-- Record excerpts follows --

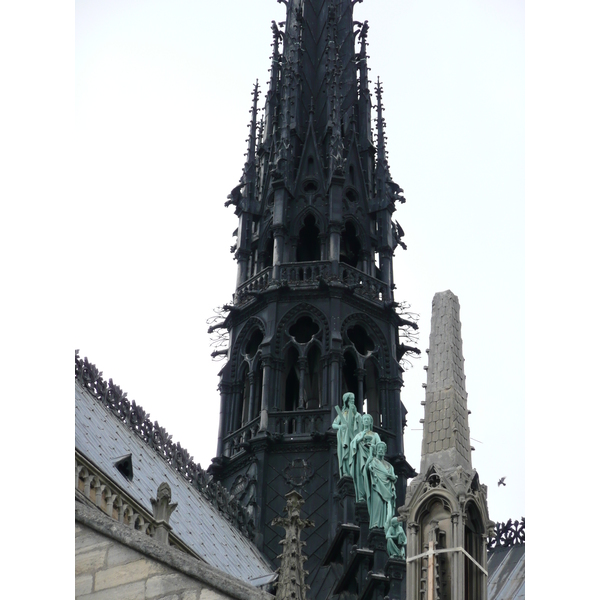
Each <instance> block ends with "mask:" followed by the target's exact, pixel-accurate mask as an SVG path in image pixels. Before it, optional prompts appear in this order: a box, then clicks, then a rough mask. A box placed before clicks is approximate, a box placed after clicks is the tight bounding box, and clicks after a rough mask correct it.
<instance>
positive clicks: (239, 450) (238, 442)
mask: <svg viewBox="0 0 600 600" xmlns="http://www.w3.org/2000/svg"><path fill="white" fill-rule="evenodd" d="M259 429H260V417H256V418H255V419H253V420H252V421H250V422H249V423H246V425H244V426H243V427H240V428H239V429H237V430H236V431H234V432H233V433H230V434H229V435H227V436H225V437H224V438H223V454H224V455H225V456H235V455H236V454H238V453H239V452H241V451H242V450H244V448H245V444H247V443H248V442H249V441H250V440H251V439H252V438H254V437H256V435H257V434H258V430H259Z"/></svg>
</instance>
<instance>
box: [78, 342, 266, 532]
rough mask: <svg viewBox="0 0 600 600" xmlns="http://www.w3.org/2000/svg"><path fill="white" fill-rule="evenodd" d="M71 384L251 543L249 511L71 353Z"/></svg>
mask: <svg viewBox="0 0 600 600" xmlns="http://www.w3.org/2000/svg"><path fill="white" fill-rule="evenodd" d="M75 380H76V381H78V382H79V383H80V384H81V385H82V386H83V387H84V388H85V389H86V390H87V391H88V392H90V394H91V395H92V396H93V397H94V398H95V399H96V400H97V401H98V402H99V403H100V404H102V406H104V407H105V408H106V409H108V410H110V412H111V413H112V414H113V415H115V416H116V417H117V418H118V419H119V420H120V421H122V422H123V423H124V424H125V425H127V427H128V428H129V429H130V430H131V431H133V432H135V433H136V434H137V435H138V436H139V437H140V438H141V439H142V440H143V441H144V442H146V444H148V445H149V446H150V447H151V448H152V449H153V450H154V451H155V452H156V453H157V454H158V455H159V456H160V457H161V458H162V459H163V460H165V462H166V463H167V464H168V465H169V466H170V467H171V468H172V469H173V470H174V471H176V472H177V473H179V474H180V475H181V476H182V477H183V478H184V479H186V480H187V481H188V482H189V483H191V484H192V486H193V487H194V488H195V489H197V490H198V491H199V492H200V493H201V494H202V495H203V496H204V497H205V498H206V499H207V500H209V501H210V503H211V504H212V505H213V506H214V507H215V508H216V509H217V510H218V511H219V512H220V513H222V514H223V515H224V516H225V517H226V518H227V520H228V521H230V522H231V523H232V524H233V525H235V526H236V527H237V529H239V530H240V531H241V532H242V533H243V534H244V535H245V536H246V537H247V538H248V539H250V540H251V541H252V540H254V537H255V524H254V519H253V517H252V515H251V514H250V511H249V510H248V509H247V508H246V507H245V506H243V505H242V503H241V502H240V501H239V500H238V499H237V498H236V497H235V496H233V495H232V494H231V493H230V492H229V490H228V489H227V488H225V487H223V485H222V484H221V482H219V481H214V479H213V476H212V475H210V474H209V473H207V472H206V471H205V470H204V469H203V468H202V467H201V466H200V465H199V464H197V463H195V462H194V460H193V457H192V456H190V453H189V452H188V451H187V450H186V449H185V448H183V447H182V446H181V444H180V443H179V442H177V443H174V442H173V441H172V436H171V435H170V434H169V433H168V432H167V431H166V430H165V429H164V427H161V426H160V425H159V424H158V422H157V421H154V423H152V421H150V415H149V414H147V413H146V411H145V410H144V409H143V408H142V407H141V406H139V405H137V404H136V403H135V400H132V401H131V402H130V401H129V399H128V398H127V393H126V392H123V391H122V390H121V388H120V387H119V386H118V385H116V384H115V383H113V380H112V379H109V380H108V383H107V382H106V381H105V380H104V378H103V377H102V371H100V370H99V369H98V367H96V365H94V364H93V363H91V362H89V360H88V359H87V357H85V358H84V359H82V358H80V356H79V351H78V350H76V351H75Z"/></svg>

-- Record excerpts concluded --

> Description of the task:
Reproduce the data verbatim, beginning with the line that contains "</instance>" and continuing through the line that contains "rough mask: <svg", including both of those lines.

> Response for this exercise:
</instance>
<instance>
box: [78, 342, 266, 532]
rough mask: <svg viewBox="0 0 600 600" xmlns="http://www.w3.org/2000/svg"><path fill="white" fill-rule="evenodd" d="M71 384L251 543L249 511L71 353Z"/></svg>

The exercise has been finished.